• _What is needed_
Send back every record exactly.

(Collected data)
######

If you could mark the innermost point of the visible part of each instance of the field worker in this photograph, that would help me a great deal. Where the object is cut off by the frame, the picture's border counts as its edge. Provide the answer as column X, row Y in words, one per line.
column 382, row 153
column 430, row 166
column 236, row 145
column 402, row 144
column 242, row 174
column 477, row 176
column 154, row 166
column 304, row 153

######

• _Task response_
If you could mark the innermost point of the visible part of each instance of the field worker in this photograph, that would help me a great deal. Where the object is cut off by the frame, the picture's border counts as its edge. Provide the answer as column X, row Y in words, one per line.
column 382, row 153
column 430, row 166
column 236, row 145
column 402, row 144
column 242, row 174
column 477, row 176
column 154, row 166
column 304, row 153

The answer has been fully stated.